■ Page
The shock UK election result capped a miserable year for pollsters, following botched predictions for the EU referendum and US Presidential election, but one of them correctly forecast a hung parliament where almost all others failed.
As LBC and Newsnight presenter James O’Brien put it: "The only real winner so far is YouGov."
The YouGov prediction was the result of a new statistical model called Multilevel Regression and Post-stratification (MRP) that was developed to produce estimates for small geographies, such as constituencies. It led the firm to correctly forecast the winner in 93 percent of seats, despite relying on an average sample size in each constituency on just 75 people.
The model was primarily developed by Professor Ben Lauderdale of the London School of Economics and YouGov's data science team, headed by Doug Rivers of Stanford University, who told Computerworld UK how it works.
"A poll of 75 people can easily be off by ten plus points," says Rivers. "The trick was we knew how many people voted Conservative and Labour and SNP in 2015, and we know how many voted to leave or remain in 2016. Those two things when you add them to the demographics are much more powerful predictors."
Previous voting behaviour is added to demographic information to reinforce the small sample sizes that typically leave a lot of room for error when predicting each constituency.
The model thereby enriches insufficient data and low response rates to accurately predict which seats would have swings.

■ Extracted information
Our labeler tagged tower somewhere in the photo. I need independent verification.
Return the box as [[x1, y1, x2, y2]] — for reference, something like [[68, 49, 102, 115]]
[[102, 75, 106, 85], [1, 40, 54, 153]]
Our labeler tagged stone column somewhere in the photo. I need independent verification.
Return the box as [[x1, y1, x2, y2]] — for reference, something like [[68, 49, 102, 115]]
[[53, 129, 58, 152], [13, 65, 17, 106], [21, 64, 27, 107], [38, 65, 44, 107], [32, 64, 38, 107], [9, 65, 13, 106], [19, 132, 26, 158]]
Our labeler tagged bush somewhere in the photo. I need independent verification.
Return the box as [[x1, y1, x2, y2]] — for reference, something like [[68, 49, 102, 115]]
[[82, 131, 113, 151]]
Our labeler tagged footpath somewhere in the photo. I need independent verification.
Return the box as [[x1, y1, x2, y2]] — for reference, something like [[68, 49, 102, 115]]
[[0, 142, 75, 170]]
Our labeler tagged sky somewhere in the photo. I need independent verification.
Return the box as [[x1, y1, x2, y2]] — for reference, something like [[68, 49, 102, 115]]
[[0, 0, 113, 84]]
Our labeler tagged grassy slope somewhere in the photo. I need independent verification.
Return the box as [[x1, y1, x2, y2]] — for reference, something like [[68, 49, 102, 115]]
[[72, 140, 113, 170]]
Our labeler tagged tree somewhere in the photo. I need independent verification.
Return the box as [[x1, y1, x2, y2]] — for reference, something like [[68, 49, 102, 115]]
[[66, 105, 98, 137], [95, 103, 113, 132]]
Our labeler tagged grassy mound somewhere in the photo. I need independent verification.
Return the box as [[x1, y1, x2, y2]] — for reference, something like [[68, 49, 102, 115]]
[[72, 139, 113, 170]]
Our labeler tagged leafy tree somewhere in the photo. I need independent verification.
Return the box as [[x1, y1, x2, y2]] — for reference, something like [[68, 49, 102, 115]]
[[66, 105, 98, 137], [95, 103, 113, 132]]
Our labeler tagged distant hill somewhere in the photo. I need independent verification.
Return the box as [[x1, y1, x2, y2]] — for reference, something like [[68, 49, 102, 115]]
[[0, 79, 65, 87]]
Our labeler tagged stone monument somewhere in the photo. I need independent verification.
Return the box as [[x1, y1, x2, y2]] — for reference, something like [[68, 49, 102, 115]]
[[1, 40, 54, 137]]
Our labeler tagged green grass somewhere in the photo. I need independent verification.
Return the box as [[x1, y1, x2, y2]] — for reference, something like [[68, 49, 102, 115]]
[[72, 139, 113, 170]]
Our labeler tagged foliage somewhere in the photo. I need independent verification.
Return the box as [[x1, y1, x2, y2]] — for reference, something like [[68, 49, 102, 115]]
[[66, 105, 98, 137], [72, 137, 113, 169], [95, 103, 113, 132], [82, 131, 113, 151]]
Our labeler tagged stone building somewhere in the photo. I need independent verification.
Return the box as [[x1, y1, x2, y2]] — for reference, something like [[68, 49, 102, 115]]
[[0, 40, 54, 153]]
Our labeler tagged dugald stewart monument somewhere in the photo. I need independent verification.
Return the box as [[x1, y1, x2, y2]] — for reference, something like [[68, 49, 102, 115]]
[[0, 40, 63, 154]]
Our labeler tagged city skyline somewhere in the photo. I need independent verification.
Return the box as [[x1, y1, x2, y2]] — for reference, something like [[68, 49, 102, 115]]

■ Written exercise 1
List every person named in the article on YouGov's election forecast.
■ Written exercise 2
Answer these from the article on YouGov's election forecast:
(a) In what percentage of seats did YouGov correctly forecast the winner?
(b) Who heads YouGov's data science team?
(c) What was the average sample size in each constituency?
■ Written exercise 3
Write the next few paragraphs of the article on YouGov's election forecast, starting after its final sentence.

■ Written reply 1
James O'Brien
Ben Lauderdale
Doug Rivers

■ Written reply 2
(a) 93 percent
(b) Doug Rivers of Stanford University
(c) 75 people

■ Written reply 3
The YouGov MRP model
YouGov used poll data from the preceding seven days to relate the variables on respondent profiles to their current voting intentions. These variables include their constituency, demographics, past voter behaviour and interview date. The model then estimates the probability of each type of voter voting for a specific political party.
The Office of National Statistics (ONS) annual population survey, the British Election Study, and the 2015 general election and EU referendum votes are then used to estimate how many of each voter type there are in every constituency. YouGov can then predict how many of each type intends to vote in their constituency.
The model further compensates for the small number of interviews conducted in each electoral area by pooling data from respondents in other constituencies to augment the sample size and increase its accuracy. This works because voter profiles remain a fairly accurate predictor regardless of where they live.
The data is sent from YouGov's survey system to its in-house Crunch analytics database. The sample is then processed through a piece of open source probabilistic software called Stan that was invented by Columbia University statistician Andrew Gelman. It uses an algorithm known as the Hamiltonian Monte Carlo algorithm to model estimates of the data.
Against the odds?
The loss of Canterbury to Labour after 99 years in Tory hands was a shock to most, but YouGov saw it coming. Its prediction was primarily based on Canterbury having a large presence of remain voters and students.
"That was just what the data says," says Rivers. "The thing that you have to understand about this was it was taking eight hours on a forty core system at AWS to estimate the model, so we weren't going through and adjusting predictions at any place or doing anything special. It was the overall model. That was a constituency where the remain vote was a helpful predictor of what was going to happen this year."
The other pollsters likely overcompensated for their previous failure to predict a Tory majority in 2015 by overcorrecting previous errors manipulating their data to fit their beliefs
Ipsos Mori for example, made a last minute adjustment to their neck-and-neck predictions based on turnout to transform it into a comfortable Conservative win.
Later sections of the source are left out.